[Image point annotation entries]
▽
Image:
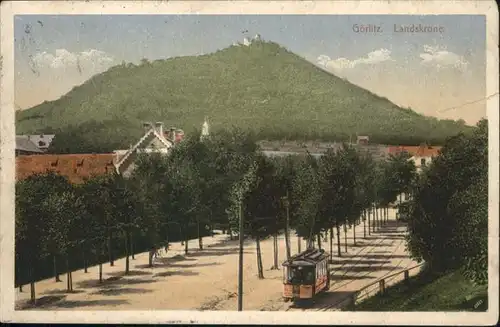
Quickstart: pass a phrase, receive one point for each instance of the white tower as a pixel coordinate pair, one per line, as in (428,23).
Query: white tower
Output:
(204,129)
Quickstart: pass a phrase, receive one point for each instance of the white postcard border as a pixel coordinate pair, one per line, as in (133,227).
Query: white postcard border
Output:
(7,159)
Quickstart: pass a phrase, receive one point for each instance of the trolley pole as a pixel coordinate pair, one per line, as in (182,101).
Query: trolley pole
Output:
(286,202)
(240,267)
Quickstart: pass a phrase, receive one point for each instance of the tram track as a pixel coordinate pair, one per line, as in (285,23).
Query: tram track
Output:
(360,275)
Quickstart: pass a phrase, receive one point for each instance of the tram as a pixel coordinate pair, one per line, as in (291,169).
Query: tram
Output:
(305,275)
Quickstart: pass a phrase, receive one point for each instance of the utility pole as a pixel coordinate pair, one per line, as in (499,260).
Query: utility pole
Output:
(240,267)
(286,202)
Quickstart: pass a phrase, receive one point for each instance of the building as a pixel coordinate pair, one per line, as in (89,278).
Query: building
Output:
(362,140)
(154,140)
(421,155)
(25,146)
(41,141)
(76,167)
(205,130)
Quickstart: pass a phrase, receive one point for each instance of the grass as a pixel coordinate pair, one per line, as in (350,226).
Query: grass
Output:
(263,87)
(449,292)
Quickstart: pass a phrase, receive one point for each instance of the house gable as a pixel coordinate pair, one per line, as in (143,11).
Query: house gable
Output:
(151,141)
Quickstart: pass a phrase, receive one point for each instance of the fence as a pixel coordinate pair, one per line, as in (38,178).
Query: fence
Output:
(381,285)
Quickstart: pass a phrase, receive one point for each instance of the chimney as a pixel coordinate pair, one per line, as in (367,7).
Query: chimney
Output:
(159,127)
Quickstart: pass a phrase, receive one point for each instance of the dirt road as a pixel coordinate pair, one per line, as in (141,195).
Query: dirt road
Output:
(207,279)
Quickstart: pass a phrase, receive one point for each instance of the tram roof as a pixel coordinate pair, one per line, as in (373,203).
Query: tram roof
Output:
(308,257)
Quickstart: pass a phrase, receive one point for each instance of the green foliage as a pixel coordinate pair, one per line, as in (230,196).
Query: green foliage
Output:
(263,88)
(448,224)
(450,292)
(306,191)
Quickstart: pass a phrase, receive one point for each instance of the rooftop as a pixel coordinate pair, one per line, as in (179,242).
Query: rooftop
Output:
(76,167)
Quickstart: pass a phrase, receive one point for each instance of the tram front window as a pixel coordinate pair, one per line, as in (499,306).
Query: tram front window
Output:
(301,275)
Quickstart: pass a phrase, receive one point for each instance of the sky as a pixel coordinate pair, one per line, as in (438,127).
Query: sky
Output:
(437,72)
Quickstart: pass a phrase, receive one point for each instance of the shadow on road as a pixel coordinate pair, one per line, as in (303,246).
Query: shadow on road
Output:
(360,261)
(93,283)
(323,301)
(58,301)
(382,256)
(334,277)
(120,291)
(178,273)
(61,291)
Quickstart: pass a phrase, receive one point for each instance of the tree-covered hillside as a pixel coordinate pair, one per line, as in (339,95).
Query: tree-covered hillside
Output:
(263,87)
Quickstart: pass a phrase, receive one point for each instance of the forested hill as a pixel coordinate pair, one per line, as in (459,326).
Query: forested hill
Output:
(263,87)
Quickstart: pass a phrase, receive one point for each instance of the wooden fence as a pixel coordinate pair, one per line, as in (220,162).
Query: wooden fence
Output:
(382,284)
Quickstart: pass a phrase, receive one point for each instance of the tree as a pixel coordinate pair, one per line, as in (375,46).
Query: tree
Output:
(339,181)
(101,223)
(30,196)
(262,206)
(307,192)
(448,220)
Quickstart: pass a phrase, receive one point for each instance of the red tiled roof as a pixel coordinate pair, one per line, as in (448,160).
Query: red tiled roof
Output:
(76,167)
(419,151)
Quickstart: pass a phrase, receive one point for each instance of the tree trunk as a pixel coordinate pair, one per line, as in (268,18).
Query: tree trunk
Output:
(259,258)
(345,237)
(364,223)
(85,263)
(151,254)
(32,283)
(331,243)
(56,272)
(68,279)
(200,238)
(275,251)
(110,251)
(369,227)
(132,245)
(354,233)
(127,253)
(99,259)
(338,240)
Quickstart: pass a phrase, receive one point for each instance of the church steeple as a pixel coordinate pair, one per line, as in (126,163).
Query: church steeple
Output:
(205,129)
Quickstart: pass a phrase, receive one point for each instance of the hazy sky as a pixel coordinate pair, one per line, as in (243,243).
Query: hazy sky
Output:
(428,71)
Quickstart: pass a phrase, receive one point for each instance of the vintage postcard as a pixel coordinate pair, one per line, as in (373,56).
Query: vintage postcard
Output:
(250,162)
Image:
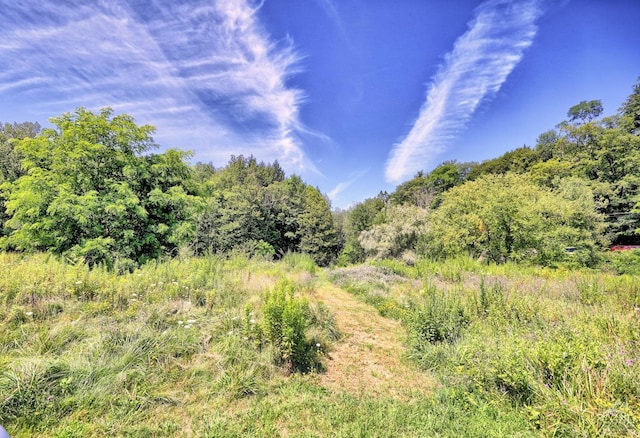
△
Turn the lines above into a numbered list, omitting any blank lines and covering every line. Leave the pictures out of your answer.

1. Image:
2. Quickstart: pass a phrase, receive one point for each instance of the white tower as a pixel coordinate pair, one per line, as in (428,23).
3. Query: white tower
4. Output:
5. (204,129)
6. Quickstart: pass a phrase, receive one point for each instance of the white postcard border as a pixel coordinate pair, one per line, as in (133,227).
7. Query: white postcard border
8. Output:
9. (7,159)
10. Quickstart: pass a phrase, receive one point for each instance of the trolley pole as a pixel coordinate pair, one per line, as in (182,101).
11. Query: trolley pole
12. Output:
13. (286,202)
14. (240,267)
15. Quickstart: pass a phrase, receive one point for each instance of the tram track as a pixel coordinate pair, one per line, as in (285,23).
16. Query: tram track
17. Output:
18. (360,275)
19. Quickstart: pass a phrase, receive one point for each instance of the tram as a pixel coordinate pair, one per line, as in (291,169).
20. Query: tram
21. Output:
22. (305,275)
23. Quickstart: pass a phrase, receive one point for each instance of the utility pole as a pixel coordinate pair, one per line, as in (499,260).
24. Query: utility pole
25. Output:
26. (240,267)
27. (286,202)
28. Quickstart: pass a phrase, receive one point for each instance of the building as a pixel coordinate pair, one per line, as in (89,278).
29. Query: building
30. Output:
31. (362,140)
32. (154,140)
33. (421,155)
34. (25,146)
35. (41,141)
36. (76,167)
37. (205,130)
38. Quickstart: pass a phrase, receive one point for each instance of the grass as a pixel coordinate pair, one per line, as in (350,226).
39. Query: grass
40. Output:
41. (263,87)
42. (449,292)
43. Quickstart: pass a phrase, receive one point for each instance of the house gable as a pixel coordinate pair, one per line, as in (143,11).
44. Query: house gable
45. Output:
46. (151,141)
47. Quickstart: pass a phrase, receive one point for each instance of the fence as a pixel coordinate pair, one per line, as in (38,178).
48. Query: fence
49. Output:
50. (381,285)
51. Quickstart: pass a phrase, receive one point for each instance of the chimney as a pixel coordinate pair, one per line, as in (367,7).
52. Query: chimney
53. Output:
54. (159,127)
55. Quickstart: pass a phrase, receive one point for each instance of the dirt road as a pixel coordinate pair, one per line, as in (141,195).
56. Query: dirt road
57. Output:
58. (207,279)
59. Quickstart: pass a phrase, receive one point for each instance of the tram roof as a pixel coordinate pair, one per line, as in (373,203).
60. Query: tram roof
61. Output:
62. (308,257)
63. Quickstart: pass a phrase, receive one point for each instance of the green foliage as a pixel coordinate pair, one per line, as in (230,196).
64. Query: green foliage
65. Output:
66. (263,88)
67. (448,224)
68. (450,292)
69. (306,191)
70. Quickstart: pass a phrase, receive one point for each instance of the rooftop as a pixel coordinate pair, one per line, as in (179,242).
71. Query: rooftop
72. Output:
73. (76,167)
74. Quickstart: pass a phrase, receive one point for each instance of the tram front window as a pixel coordinate pair, one per line, as in (499,306).
75. Query: tram front window
76. Output:
77. (301,275)
78. Quickstart: pass a phrase, receive one point for each instance of the sky as a pixel coordinate pair, one per line, as in (438,127).
79. Query: sky
80. Output:
81. (437,72)
82. Quickstart: pass a phrase, receive one point for each instance of the shadow on road as a pixel coordinate pair, one per line, as in (303,246).
83. Query: shadow on road
84. Output:
85. (360,261)
86. (93,283)
87. (323,301)
88. (58,301)
89. (382,256)
90. (334,277)
91. (120,291)
92. (178,273)
93. (61,291)
94. Quickstart: pass a phrase, receive one point for each instance of the tree-covered hillside as a pixel coordinate pair, one per line, as in (339,95).
95. Query: tree-covered hillside
96. Output:
97. (263,87)
98. Quickstart: pass a phrase, receive one point for each instance of the forested hill as a pixel coordinate pair, one per line, as in (459,326).
99. Query: forested hill
100. Output:
101. (263,87)
102. Quickstart: pass a phrase, receive one point for each instance of the wooden fence as a pixel coordinate pair, one per line, as in (220,162).
103. Query: wooden fence
104. Output:
105. (382,284)
106. Quickstart: pass a phrase, receive one point for each instance of the tree as a pixel coordinate pair, one per line, as in (375,46).
107. Query: tree
108. Output:
109. (339,181)
110. (101,223)
111. (30,196)
112. (262,206)
113. (307,192)
114. (448,220)
115. Quickstart: pass a phrase, receive one point for each instance of the red tiled roof as a pixel coordinate pair, one per line, as in (448,160).
116. Query: red tiled roof
117. Output:
118. (76,167)
119. (419,151)
120. Quickstart: pass a phrase, receive one point for each instance of the tree trunk as a pixel coordinate pair, one per line, as in (268,18).
121. Query: tree trunk
122. Output:
123. (259,258)
124. (345,237)
125. (364,223)
126. (85,263)
127. (151,254)
128. (32,283)
129. (331,243)
130. (56,272)
131. (68,279)
132. (200,238)
133. (275,251)
134. (110,251)
135. (369,227)
136. (132,245)
137. (354,233)
138. (127,253)
139. (99,259)
140. (338,240)
141. Quickstart: pass a phrase, receive one point for each instance of the church steeple as a pixel coordinate pair, one per line, as in (126,163).
142. Query: church steeple
143. Output:
144. (205,129)
145. Quickstart: pass a phrase, receive one point for each instance of the hazy sky as a pixel coordinate pair, one per line, as in (243,243).
146. Query: hazy sky
147. Output:
148. (428,71)
149. Quickstart: pass a phrase, receive one point for each instance of the vintage postcard as a pixel coordinate pair, one per line, as in (373,56).
150. Query: vintage postcard
151. Output:
152. (250,162)
153. Image:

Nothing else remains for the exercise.